======== Data section ========
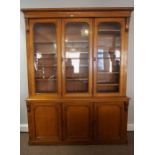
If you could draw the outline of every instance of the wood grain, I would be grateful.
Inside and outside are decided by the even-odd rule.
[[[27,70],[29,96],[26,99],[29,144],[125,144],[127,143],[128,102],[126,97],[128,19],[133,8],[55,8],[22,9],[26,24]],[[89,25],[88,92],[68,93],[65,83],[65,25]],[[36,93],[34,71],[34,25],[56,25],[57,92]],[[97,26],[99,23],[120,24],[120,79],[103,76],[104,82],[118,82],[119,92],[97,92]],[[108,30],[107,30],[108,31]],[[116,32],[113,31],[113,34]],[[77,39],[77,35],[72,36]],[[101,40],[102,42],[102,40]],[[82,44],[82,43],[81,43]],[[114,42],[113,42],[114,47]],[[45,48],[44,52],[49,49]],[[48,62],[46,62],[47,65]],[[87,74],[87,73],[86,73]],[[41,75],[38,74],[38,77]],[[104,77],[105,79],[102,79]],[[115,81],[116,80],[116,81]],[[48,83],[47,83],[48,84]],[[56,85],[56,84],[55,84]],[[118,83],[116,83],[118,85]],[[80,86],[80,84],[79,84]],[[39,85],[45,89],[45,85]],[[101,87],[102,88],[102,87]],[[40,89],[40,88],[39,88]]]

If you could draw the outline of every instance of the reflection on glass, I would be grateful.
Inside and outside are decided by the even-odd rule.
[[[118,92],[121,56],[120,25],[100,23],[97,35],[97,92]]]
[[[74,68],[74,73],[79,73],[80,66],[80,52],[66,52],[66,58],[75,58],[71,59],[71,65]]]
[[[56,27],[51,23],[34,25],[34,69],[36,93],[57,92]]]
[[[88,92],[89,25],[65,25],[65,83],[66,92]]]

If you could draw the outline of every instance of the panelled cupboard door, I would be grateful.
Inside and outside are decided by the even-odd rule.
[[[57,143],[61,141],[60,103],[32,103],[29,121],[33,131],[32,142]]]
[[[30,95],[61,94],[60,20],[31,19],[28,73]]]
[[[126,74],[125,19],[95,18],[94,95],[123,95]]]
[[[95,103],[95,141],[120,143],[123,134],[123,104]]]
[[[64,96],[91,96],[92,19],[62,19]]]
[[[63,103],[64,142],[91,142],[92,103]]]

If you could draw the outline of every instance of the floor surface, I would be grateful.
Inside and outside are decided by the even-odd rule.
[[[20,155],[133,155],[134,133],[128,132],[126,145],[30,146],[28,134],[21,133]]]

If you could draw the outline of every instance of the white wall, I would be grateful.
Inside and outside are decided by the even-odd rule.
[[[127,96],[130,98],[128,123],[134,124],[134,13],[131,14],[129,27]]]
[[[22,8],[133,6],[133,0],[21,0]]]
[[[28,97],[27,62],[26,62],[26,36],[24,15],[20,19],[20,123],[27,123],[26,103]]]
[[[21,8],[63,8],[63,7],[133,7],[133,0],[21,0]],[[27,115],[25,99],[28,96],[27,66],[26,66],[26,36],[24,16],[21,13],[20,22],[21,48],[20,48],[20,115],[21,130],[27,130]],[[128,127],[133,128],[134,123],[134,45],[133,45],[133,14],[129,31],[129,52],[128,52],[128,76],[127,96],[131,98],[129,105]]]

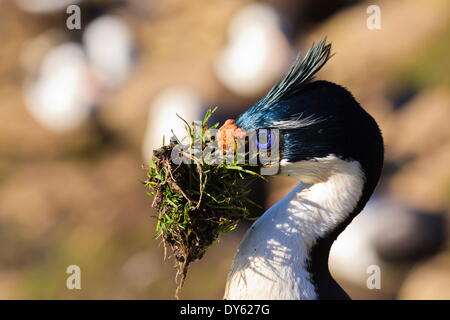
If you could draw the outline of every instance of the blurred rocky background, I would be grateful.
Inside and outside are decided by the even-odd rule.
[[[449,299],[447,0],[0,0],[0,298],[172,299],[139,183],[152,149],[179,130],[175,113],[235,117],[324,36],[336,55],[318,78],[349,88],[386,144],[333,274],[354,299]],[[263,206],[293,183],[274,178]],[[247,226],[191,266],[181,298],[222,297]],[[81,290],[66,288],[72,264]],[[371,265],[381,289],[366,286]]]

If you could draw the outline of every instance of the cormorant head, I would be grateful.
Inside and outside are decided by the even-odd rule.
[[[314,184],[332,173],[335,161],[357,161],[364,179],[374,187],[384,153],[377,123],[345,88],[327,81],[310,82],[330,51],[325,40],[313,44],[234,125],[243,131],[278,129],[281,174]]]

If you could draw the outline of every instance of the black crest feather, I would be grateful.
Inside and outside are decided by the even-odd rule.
========
======== Data section ========
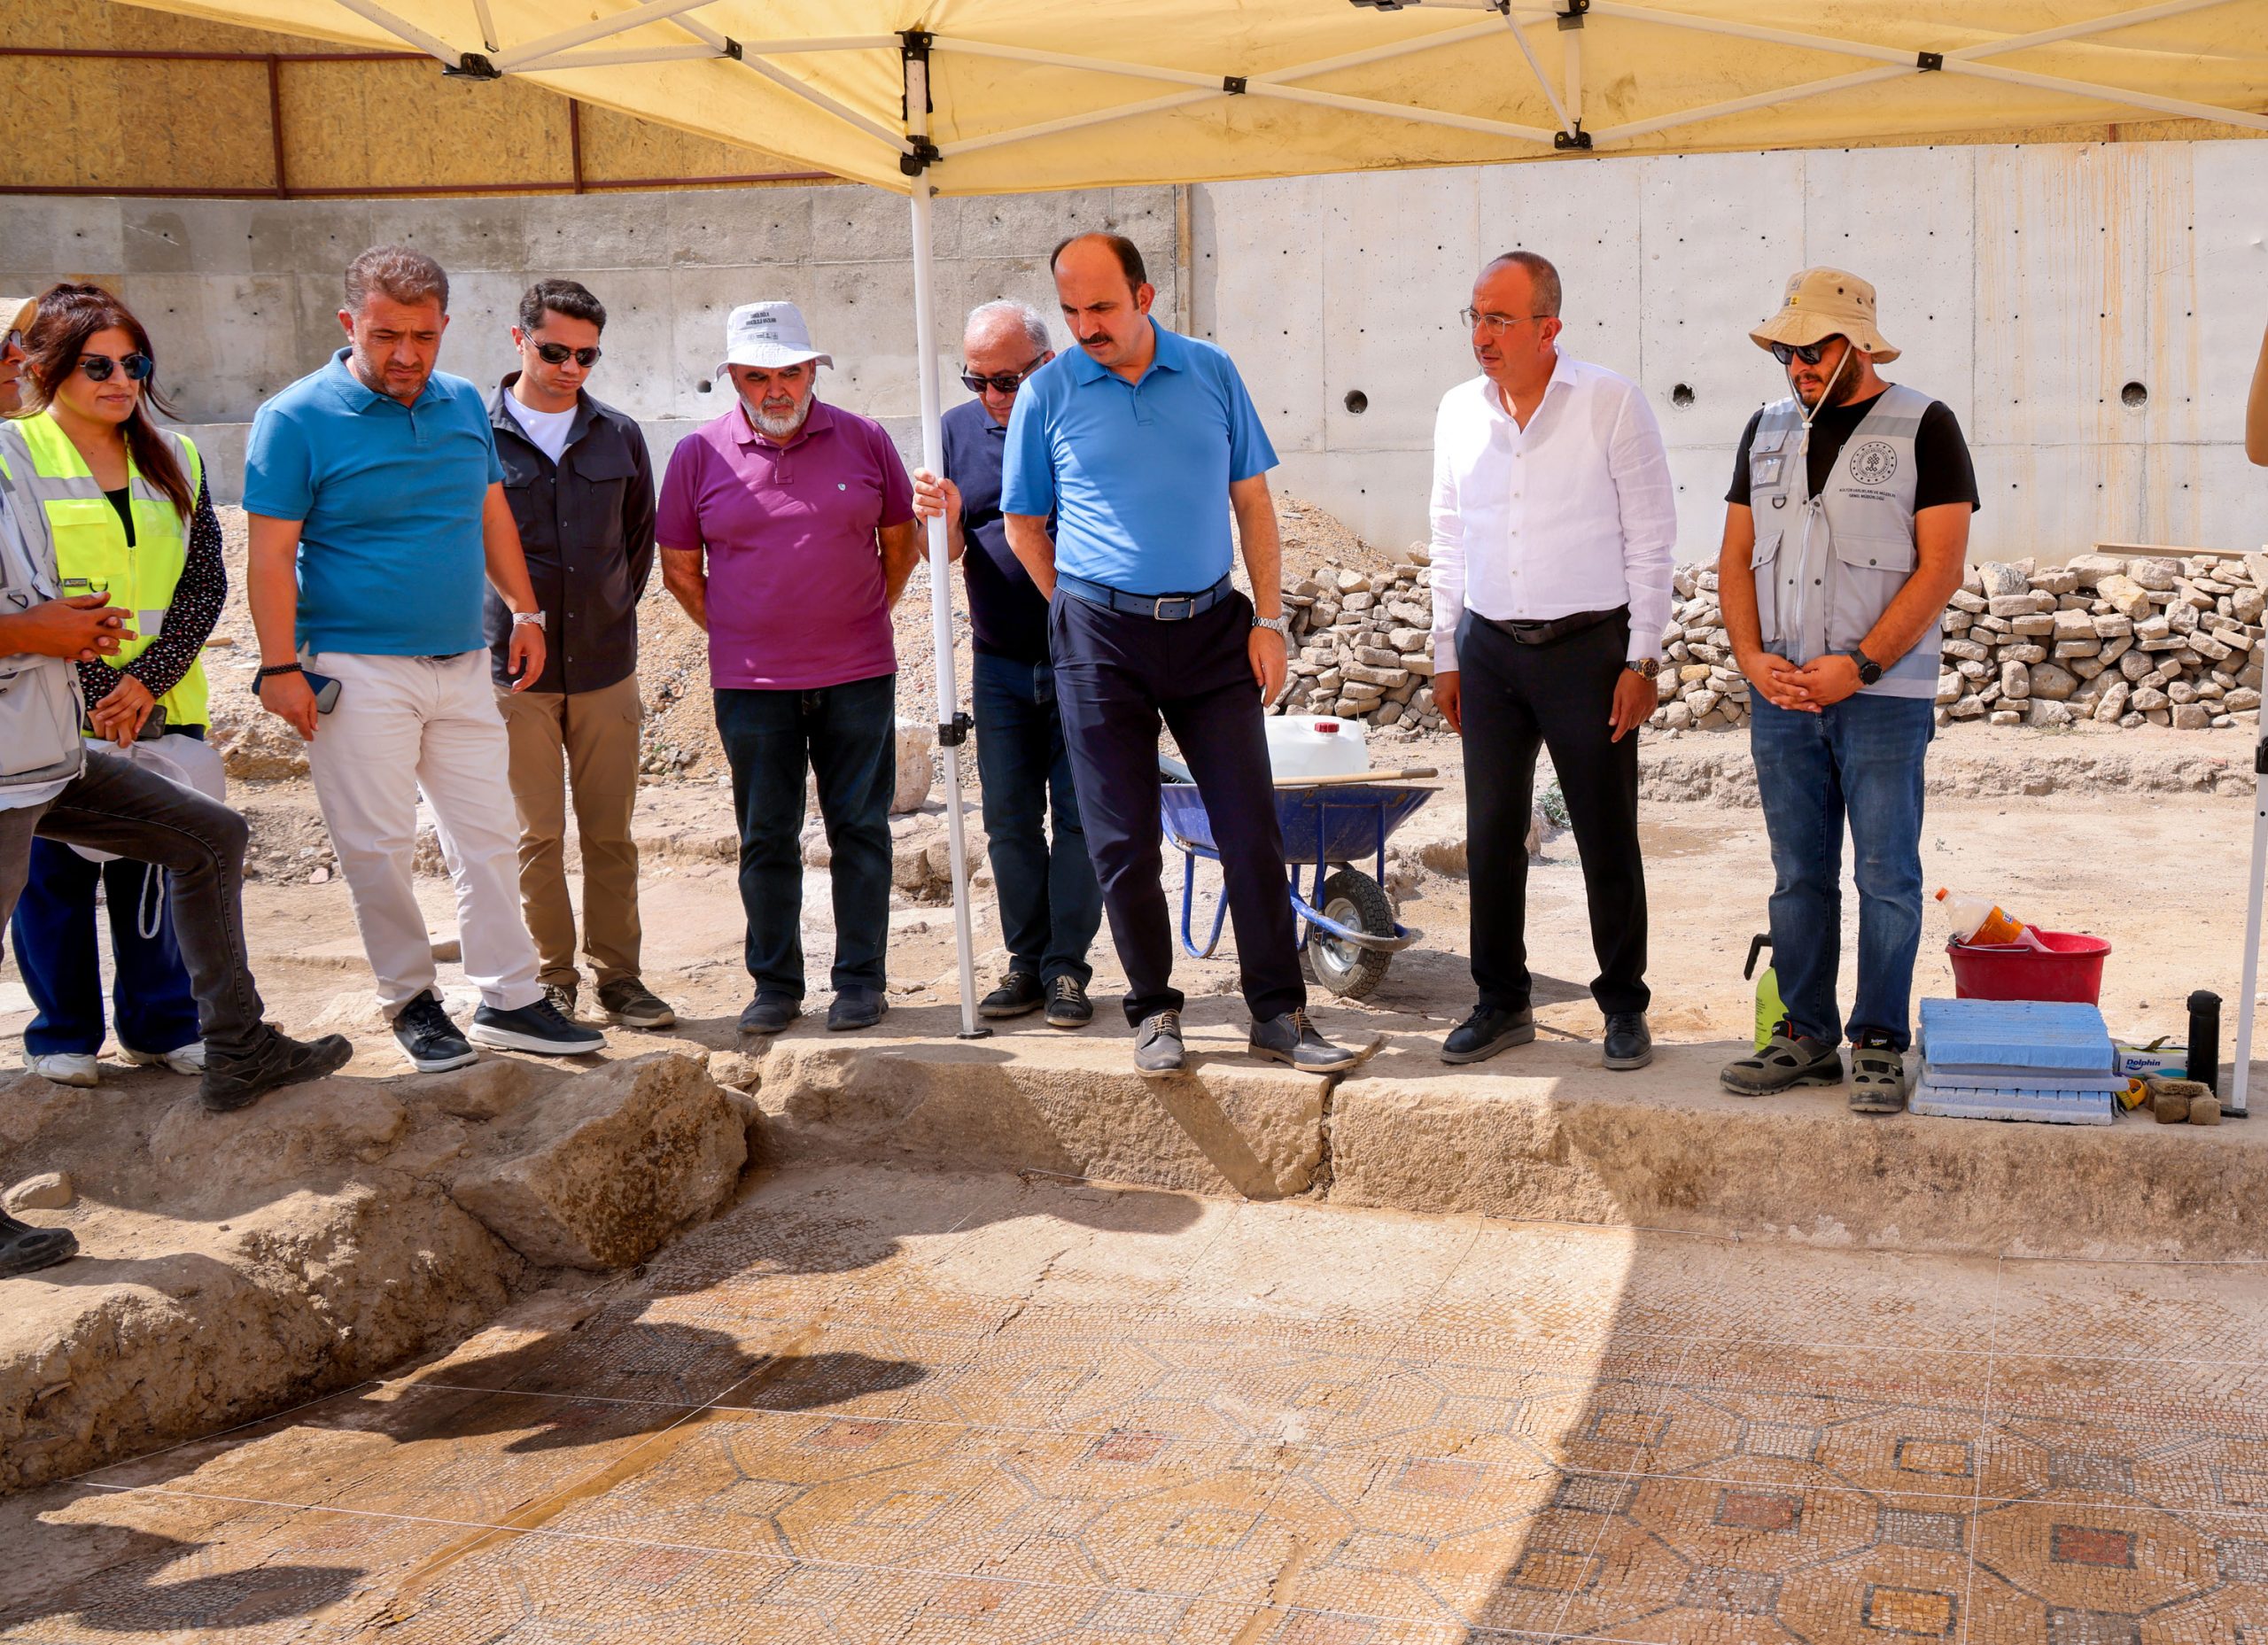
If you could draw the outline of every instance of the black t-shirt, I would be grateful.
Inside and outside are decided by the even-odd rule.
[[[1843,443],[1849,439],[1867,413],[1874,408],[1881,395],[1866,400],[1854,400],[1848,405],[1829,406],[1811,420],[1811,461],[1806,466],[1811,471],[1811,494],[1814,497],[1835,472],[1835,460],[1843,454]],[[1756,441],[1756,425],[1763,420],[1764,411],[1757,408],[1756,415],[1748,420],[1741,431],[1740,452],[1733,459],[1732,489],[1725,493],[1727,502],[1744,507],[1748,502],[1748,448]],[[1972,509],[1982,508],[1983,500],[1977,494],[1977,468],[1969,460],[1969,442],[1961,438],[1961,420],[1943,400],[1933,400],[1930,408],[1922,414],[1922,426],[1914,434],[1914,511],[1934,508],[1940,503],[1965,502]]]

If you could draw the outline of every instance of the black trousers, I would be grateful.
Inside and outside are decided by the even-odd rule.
========
= What the task asks =
Review the preceding data and report every line that includes the string "black".

= Solution for this problem =
If you could draw the outline of every instance of the black crest feather, I would be grateful.
If you could draw the outline of every instance of the black t-shirt, I would be grateful.
If you could draw the outline of every instance of the black trousers, I would be grateful.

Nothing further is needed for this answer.